Task details: Copy each line that includes the string "background" from the material into your answer.
====== The records
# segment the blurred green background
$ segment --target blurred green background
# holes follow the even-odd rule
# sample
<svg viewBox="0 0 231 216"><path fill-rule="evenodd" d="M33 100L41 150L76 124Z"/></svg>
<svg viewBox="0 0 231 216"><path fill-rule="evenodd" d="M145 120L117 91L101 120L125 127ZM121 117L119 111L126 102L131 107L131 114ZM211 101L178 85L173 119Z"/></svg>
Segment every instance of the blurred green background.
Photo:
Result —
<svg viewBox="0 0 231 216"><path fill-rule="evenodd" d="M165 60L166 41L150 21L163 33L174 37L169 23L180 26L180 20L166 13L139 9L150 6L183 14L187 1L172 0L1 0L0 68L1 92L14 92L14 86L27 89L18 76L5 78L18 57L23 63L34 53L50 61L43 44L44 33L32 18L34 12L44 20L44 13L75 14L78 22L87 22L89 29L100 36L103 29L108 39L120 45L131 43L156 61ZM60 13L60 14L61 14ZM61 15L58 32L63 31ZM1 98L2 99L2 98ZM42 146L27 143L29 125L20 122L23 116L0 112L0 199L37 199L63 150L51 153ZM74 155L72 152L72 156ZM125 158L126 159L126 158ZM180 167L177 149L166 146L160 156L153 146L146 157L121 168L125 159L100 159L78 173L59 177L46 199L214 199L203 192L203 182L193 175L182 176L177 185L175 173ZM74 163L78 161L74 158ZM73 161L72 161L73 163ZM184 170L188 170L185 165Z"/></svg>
============
Solution to this exercise:
# segment the blurred green background
$ segment --target blurred green background
Segment every instance of the blurred green background.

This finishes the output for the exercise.